_What you should do:_
Tally the lines of the entries in which the string "paving" occurs, and say only how many.

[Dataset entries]
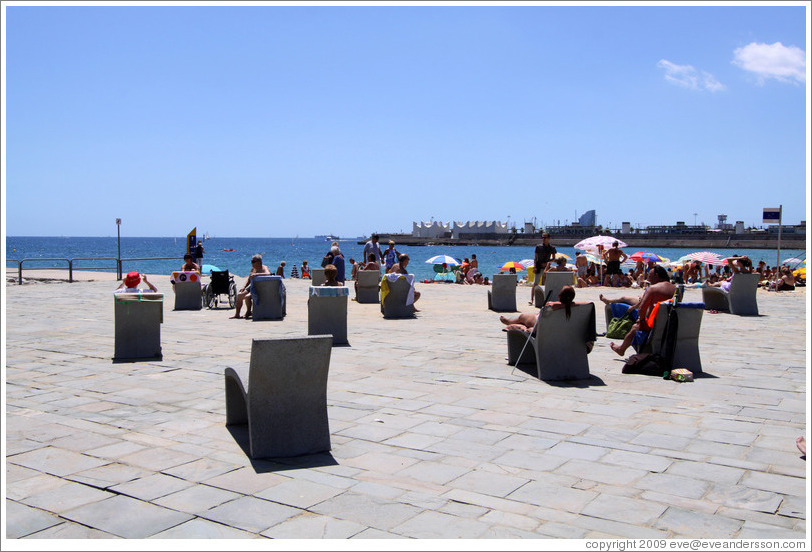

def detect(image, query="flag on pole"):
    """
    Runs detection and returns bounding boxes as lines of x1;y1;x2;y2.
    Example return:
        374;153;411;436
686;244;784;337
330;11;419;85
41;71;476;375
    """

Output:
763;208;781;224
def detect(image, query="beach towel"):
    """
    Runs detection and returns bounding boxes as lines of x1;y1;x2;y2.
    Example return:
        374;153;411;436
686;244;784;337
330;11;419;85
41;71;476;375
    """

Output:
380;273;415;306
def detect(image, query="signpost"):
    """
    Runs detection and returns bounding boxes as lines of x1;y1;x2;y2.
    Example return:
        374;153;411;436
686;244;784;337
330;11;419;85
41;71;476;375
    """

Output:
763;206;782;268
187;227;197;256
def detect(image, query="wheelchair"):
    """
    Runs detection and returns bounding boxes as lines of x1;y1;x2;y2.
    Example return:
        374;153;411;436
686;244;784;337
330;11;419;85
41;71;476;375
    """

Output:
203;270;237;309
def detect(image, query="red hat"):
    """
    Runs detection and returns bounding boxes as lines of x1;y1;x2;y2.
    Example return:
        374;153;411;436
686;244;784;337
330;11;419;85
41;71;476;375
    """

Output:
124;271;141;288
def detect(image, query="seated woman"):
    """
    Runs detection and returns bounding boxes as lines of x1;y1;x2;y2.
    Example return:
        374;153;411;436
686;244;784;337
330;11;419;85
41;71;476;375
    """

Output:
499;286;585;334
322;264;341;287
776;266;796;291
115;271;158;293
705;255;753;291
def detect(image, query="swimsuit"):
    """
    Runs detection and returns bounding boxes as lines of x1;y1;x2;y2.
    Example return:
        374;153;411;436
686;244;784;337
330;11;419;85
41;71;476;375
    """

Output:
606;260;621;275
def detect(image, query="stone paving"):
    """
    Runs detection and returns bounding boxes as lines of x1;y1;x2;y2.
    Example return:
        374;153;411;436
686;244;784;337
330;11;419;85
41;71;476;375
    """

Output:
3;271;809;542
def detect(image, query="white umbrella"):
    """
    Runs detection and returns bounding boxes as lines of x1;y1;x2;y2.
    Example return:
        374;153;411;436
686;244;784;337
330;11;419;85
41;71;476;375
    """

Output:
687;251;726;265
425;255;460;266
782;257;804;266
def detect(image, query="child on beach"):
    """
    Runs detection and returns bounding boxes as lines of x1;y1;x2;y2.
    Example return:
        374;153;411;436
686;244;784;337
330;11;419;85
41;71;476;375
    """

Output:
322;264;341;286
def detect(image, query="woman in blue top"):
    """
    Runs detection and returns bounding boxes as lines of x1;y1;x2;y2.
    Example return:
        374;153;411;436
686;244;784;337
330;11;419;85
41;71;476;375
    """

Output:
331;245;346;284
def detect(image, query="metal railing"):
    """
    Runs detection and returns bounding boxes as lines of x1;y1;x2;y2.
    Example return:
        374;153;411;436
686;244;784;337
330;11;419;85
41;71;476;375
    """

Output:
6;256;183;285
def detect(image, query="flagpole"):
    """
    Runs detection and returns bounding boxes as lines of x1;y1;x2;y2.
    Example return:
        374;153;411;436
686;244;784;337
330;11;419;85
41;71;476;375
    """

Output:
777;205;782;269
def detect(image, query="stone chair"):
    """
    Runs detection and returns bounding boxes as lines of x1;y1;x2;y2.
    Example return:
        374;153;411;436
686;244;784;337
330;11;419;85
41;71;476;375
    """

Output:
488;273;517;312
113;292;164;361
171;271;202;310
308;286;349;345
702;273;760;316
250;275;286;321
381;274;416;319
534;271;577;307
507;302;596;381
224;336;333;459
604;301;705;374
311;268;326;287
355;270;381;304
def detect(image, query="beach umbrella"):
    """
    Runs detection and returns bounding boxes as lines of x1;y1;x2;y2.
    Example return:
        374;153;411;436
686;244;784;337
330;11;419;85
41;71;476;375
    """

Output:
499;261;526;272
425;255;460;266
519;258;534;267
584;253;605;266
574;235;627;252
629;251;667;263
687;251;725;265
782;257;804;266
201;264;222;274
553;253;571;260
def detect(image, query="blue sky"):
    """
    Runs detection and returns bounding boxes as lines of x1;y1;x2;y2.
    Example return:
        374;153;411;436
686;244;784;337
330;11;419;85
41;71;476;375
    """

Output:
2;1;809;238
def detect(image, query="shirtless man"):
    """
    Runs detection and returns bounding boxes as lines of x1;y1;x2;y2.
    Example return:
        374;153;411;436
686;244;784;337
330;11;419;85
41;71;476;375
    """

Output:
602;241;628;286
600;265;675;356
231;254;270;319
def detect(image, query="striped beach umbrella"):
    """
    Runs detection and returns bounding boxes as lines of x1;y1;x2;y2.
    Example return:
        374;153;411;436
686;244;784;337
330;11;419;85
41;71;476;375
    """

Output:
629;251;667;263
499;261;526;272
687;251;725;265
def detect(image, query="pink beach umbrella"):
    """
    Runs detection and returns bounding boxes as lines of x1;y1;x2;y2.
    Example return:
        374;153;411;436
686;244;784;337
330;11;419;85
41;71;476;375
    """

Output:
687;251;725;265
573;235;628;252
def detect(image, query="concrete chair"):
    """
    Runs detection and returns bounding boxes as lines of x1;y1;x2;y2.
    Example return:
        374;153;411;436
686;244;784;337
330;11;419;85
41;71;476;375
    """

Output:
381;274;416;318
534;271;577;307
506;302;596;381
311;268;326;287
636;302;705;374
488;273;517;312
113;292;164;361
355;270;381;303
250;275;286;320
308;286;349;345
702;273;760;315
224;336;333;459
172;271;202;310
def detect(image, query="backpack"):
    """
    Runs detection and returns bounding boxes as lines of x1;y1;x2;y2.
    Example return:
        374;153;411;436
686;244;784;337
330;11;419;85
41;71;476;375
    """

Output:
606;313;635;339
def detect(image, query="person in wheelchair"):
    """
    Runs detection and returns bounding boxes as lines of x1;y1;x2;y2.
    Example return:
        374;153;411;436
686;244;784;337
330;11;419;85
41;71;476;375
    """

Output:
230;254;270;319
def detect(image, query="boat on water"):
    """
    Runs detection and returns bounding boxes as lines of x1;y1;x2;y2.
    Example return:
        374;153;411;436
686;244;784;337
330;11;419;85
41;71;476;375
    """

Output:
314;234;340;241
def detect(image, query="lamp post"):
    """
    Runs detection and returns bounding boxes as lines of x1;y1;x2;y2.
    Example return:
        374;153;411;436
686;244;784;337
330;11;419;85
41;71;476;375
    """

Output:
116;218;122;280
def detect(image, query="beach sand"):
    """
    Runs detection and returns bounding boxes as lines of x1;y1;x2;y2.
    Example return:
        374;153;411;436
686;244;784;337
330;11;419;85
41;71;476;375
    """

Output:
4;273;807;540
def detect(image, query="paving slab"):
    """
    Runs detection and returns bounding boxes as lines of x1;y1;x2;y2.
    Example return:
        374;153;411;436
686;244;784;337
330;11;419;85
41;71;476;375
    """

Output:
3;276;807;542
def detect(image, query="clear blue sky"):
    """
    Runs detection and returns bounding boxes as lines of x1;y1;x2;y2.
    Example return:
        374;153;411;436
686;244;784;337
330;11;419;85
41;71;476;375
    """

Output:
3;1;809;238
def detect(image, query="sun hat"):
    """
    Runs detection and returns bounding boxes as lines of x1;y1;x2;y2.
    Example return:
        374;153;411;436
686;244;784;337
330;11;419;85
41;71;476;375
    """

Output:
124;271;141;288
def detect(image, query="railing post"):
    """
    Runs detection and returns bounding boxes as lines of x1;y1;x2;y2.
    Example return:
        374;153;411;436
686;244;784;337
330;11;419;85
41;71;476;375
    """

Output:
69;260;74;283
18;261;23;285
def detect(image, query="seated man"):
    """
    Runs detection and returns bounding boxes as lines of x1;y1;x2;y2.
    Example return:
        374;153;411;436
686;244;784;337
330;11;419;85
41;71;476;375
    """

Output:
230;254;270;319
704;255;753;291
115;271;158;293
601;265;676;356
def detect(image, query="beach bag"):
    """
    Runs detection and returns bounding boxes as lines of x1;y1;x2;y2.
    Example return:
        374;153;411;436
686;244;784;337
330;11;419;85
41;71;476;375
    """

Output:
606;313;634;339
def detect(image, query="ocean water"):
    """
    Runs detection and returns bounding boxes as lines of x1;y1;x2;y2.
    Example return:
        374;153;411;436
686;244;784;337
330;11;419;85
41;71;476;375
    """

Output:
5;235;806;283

* * *

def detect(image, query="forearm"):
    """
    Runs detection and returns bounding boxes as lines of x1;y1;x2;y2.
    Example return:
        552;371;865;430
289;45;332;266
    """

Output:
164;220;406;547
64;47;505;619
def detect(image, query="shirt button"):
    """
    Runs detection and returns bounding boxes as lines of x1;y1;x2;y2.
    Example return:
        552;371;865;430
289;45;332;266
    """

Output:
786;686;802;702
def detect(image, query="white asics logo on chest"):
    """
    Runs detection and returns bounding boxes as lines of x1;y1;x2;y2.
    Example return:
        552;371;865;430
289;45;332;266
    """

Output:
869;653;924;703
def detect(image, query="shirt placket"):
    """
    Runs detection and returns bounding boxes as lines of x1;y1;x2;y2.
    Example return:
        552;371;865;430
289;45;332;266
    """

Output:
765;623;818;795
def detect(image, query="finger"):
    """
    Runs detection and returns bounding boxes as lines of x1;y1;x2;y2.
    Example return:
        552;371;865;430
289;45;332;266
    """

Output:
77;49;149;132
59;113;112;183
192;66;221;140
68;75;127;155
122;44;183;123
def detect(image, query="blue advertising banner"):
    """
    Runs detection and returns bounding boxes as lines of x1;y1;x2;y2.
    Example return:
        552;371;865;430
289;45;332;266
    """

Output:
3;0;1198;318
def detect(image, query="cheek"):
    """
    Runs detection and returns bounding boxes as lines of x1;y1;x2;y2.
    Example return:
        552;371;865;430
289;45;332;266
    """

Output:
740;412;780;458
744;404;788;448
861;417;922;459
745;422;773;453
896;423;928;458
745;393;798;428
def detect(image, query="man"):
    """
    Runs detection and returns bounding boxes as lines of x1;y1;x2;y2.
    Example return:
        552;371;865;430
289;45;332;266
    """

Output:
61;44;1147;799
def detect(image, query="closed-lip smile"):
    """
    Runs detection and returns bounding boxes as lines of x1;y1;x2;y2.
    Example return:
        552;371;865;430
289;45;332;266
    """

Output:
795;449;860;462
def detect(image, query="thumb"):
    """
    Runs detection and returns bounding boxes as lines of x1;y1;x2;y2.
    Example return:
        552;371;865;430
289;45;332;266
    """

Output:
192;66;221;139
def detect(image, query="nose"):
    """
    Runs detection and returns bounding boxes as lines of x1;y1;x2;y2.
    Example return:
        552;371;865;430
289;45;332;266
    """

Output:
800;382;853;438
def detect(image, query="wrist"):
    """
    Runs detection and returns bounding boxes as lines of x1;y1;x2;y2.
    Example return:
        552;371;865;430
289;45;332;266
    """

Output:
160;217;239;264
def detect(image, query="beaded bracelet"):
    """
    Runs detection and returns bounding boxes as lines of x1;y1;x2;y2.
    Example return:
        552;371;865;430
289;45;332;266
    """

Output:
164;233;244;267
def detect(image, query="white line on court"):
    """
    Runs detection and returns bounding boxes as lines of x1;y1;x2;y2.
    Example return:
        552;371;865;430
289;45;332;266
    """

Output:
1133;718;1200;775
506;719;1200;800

_Output of the task:_
2